◆ **REQUIRED ACTION**
The expected response is the full set of records, unchanged.
━━━━━ DATA IN THIS EXERCISE
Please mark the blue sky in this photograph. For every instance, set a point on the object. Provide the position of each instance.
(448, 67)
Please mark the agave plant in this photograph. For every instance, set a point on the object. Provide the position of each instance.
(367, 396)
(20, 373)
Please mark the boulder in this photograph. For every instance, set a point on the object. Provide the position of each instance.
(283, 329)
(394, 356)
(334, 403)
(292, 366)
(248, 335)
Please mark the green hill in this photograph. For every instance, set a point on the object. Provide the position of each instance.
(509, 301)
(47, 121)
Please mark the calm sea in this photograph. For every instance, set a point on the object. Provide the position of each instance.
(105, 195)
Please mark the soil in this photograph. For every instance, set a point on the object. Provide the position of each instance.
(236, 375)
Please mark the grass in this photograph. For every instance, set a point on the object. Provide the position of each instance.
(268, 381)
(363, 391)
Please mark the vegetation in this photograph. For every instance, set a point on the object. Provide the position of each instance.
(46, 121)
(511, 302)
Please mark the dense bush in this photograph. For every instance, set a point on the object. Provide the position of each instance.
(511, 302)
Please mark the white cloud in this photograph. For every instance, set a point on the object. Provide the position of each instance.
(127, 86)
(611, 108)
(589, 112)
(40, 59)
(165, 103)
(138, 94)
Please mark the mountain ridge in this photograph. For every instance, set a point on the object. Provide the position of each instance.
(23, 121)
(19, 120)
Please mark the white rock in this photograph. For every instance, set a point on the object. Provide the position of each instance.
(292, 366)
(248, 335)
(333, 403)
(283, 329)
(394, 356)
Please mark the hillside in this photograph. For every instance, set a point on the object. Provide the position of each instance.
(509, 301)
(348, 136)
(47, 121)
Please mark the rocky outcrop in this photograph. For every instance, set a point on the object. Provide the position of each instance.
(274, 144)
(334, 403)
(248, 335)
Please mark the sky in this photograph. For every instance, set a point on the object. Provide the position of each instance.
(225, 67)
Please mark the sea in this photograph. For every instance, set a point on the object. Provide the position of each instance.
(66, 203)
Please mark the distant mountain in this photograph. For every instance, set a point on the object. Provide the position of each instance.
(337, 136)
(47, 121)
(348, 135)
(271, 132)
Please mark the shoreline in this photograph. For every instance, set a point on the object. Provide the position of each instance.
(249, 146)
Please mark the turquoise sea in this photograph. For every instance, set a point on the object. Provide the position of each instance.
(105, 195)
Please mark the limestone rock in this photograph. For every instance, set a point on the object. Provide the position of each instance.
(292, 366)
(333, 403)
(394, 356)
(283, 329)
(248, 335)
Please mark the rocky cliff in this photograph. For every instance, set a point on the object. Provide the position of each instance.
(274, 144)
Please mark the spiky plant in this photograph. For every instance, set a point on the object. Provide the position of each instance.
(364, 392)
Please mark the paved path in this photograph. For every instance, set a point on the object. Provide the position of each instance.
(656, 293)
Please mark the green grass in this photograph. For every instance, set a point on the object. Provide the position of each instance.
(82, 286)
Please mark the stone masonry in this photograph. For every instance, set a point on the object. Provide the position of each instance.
━━━━━━━━━━
◆ **TASK RESULT**
Please mark the blue sky in this photograph. For every instance, set a point on the object. Provide the position of each instance.
(448, 67)
Please mark the agave plant in this photograph. For every instance, set a point on the object. Provide the position of each instance.
(367, 396)
(20, 373)
Please mark the boulder in this photograph. For every instance, set a point on the object. Provide the position of each instance.
(283, 329)
(394, 356)
(334, 403)
(292, 366)
(248, 335)
Please mark the green hill in this photograph. For every instance, set a point on the object. Provide the position of each instance.
(509, 301)
(47, 121)
Please mark the calm sea in this photograph. For every instance, set a point on the object. Provide the position of each instance.
(105, 195)
Please mark the soil in this photograph. For every instance, set a point on the object. Provide the position of each instance.
(236, 375)
Please mark the grass in this photograph. For every instance, set a point on the object. Provide the position of each instance.
(268, 381)
(363, 391)
Please mark the vegetation in this photograph. For every instance, set a point on the object. Provide the position of each instance.
(46, 121)
(511, 302)
Please mark the dense bush in this photograph. For every instance, set a point on the object. Provide the position of each instance.
(511, 302)
Please mark the white cloud in this photograph. For every instance, set a point on the object. Provide the position of each instance.
(127, 86)
(611, 108)
(589, 112)
(40, 59)
(165, 103)
(138, 94)
Please mark the mountain ridge in this photograph. For every instance, set a point on the object. Provide the position of each instance.
(23, 121)
(19, 120)
Please mark the white rock in this photograph. For every instance, set a point on the object. Provide the position of each instance.
(292, 366)
(248, 335)
(333, 403)
(283, 329)
(394, 356)
Please mark the hillside in this photograph. For every instance, set a point on the object. Provide the position of each instance.
(509, 301)
(348, 136)
(47, 121)
Please mark the rocky outcrop in this photograph. For every instance, set a point on the object. Provide the position of each instance.
(274, 144)
(334, 403)
(248, 335)
Please mark the sky in this photograph. For every instance, set a point on the object. Provide the position of each instance.
(225, 67)
Please mark the sea in this photograph. For every instance, set a point on the object. Provide the position of each instance.
(66, 203)
Please mark the distant mountain in this photograph. For every instance, set a point on the object. Provide the position of each instance.
(337, 136)
(47, 121)
(348, 135)
(271, 132)
Please mark the shoreline in this photograph. For every instance, set a point on the object. Provide the position of each instance.
(249, 146)
Please mark the turquoise sea in this photograph. For every instance, set a point on the object. Provide the position of each instance.
(105, 195)
Please mark the limestone rock in this photograph. For every instance, set a point on the object. Provide the position of each instance.
(292, 366)
(333, 403)
(394, 356)
(283, 329)
(248, 335)
Please mark the rocky cliff in this photograph. For every instance, set a point on the object. Provide the position of each instance.
(274, 144)
Please mark the spiky plant in this photograph. For every instance, set a point on the object. Provide the position of each instance.
(364, 392)
Please mark the paved path in this photograph. For every instance, set a point on the object. Provide the position of each instance.
(656, 293)
Please mark the green grass in this photograph. For every instance, set a point on the object. Provide the position of each instance.
(82, 286)
Please mark the stone masonry in this photograph. For every instance, set a point on the object. Provide the position of each instance.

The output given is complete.